PROBLEM TO SOLVE: Please carry over everything from the line containing "TARGET: tree line" down to the end of the data below, requests included, adding -78 to every number in the answer coordinates.

----------

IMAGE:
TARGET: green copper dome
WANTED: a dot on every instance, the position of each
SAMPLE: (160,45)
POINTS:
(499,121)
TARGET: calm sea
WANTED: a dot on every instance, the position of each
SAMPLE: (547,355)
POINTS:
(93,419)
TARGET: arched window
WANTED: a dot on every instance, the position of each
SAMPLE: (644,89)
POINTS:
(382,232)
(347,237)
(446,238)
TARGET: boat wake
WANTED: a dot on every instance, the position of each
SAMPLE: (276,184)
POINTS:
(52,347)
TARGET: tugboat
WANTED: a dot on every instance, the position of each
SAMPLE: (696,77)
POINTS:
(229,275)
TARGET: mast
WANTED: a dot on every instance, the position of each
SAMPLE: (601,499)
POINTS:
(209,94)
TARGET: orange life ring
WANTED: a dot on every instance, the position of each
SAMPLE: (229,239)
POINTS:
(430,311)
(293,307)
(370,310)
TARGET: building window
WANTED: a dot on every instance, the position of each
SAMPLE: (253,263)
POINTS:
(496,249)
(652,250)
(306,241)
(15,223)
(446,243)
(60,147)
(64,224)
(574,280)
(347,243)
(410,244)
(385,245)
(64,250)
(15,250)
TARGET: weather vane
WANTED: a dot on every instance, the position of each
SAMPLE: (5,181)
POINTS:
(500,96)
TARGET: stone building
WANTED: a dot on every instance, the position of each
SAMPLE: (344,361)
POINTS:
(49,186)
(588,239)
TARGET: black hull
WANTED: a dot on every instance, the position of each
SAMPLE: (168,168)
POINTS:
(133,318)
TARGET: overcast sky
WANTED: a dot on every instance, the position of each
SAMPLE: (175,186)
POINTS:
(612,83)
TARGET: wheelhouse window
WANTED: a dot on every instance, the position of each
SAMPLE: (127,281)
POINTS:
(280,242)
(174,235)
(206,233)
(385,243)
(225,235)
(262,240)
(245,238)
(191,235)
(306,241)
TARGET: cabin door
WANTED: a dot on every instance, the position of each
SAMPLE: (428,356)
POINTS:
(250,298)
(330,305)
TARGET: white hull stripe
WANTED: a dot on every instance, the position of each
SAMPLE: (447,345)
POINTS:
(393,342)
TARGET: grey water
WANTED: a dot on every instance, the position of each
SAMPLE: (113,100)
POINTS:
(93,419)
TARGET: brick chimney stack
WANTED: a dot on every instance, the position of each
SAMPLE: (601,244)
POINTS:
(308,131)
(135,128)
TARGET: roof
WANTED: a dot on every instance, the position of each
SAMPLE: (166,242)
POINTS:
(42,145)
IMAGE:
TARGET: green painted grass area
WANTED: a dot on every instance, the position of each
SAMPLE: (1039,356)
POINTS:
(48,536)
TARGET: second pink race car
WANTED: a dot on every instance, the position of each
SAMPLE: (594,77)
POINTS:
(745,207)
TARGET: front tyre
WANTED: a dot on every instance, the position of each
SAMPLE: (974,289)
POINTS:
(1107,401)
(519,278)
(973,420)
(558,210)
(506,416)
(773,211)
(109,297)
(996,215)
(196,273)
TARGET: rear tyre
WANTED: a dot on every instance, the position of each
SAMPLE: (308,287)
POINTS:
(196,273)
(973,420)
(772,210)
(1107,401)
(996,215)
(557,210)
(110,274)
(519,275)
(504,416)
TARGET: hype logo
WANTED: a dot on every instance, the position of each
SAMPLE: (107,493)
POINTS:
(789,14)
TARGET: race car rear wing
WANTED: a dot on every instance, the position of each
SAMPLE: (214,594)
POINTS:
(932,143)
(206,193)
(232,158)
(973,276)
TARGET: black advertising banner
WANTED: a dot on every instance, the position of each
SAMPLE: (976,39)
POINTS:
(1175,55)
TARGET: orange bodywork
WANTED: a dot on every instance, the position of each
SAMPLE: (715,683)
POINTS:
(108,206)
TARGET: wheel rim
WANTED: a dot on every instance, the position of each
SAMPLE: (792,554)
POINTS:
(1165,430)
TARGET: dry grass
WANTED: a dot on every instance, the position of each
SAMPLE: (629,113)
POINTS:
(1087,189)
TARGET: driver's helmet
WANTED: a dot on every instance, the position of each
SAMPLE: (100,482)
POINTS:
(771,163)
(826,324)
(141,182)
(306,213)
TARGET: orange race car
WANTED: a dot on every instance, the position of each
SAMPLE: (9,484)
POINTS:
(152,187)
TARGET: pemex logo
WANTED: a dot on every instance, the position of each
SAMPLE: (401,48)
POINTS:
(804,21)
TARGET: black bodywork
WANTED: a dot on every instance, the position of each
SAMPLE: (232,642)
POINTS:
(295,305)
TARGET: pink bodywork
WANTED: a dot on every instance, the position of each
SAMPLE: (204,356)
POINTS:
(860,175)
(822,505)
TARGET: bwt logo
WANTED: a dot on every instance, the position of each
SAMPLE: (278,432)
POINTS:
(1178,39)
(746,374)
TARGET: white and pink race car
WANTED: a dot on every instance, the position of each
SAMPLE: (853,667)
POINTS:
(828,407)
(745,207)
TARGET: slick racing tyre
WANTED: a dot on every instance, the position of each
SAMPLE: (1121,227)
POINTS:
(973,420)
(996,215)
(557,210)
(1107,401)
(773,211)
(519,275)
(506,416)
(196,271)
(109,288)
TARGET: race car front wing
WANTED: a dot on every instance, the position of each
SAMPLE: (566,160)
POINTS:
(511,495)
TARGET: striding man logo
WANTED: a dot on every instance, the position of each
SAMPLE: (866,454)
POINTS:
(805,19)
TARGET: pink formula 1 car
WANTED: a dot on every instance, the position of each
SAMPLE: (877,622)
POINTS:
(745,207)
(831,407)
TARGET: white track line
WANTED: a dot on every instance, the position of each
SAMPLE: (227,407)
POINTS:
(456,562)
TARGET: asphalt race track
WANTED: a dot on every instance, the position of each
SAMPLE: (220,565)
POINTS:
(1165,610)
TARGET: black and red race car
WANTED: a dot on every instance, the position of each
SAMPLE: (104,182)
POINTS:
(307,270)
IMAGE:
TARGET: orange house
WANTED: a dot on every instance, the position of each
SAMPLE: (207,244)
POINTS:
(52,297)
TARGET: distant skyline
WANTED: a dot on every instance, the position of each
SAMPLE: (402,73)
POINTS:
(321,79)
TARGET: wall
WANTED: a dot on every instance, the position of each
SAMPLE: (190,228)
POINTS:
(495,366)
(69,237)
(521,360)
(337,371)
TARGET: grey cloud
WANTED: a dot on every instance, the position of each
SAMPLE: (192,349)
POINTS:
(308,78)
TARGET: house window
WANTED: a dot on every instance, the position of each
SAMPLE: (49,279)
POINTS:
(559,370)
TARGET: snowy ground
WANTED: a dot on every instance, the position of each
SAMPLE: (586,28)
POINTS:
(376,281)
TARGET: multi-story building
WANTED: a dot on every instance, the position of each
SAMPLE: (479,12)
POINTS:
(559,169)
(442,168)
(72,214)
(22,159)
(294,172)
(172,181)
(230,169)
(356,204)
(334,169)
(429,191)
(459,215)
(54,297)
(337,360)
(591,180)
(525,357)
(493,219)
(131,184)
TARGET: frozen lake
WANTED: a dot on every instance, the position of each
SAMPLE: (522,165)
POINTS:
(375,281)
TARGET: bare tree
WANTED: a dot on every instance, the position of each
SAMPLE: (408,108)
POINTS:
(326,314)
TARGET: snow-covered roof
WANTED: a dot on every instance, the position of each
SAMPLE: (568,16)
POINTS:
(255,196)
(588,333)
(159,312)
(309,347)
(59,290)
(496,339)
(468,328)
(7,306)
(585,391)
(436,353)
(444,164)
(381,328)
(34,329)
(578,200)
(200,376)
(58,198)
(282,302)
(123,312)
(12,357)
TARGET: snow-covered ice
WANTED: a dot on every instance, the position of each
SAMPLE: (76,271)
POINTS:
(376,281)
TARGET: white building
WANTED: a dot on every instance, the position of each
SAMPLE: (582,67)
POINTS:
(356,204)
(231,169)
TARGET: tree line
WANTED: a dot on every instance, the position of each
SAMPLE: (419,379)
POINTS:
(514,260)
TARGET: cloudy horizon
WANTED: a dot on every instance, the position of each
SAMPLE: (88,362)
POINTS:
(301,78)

----------

FINAL RESULT:
TARGET: tree line
WANTED: a dot on every instance, the position of each
SAMPLE: (419,379)
POINTS:
(436,182)
TARGET: cloudy horizon
WANTED: a dot on every instance, the position of each
SAMPLE: (88,362)
POINTS:
(223,0)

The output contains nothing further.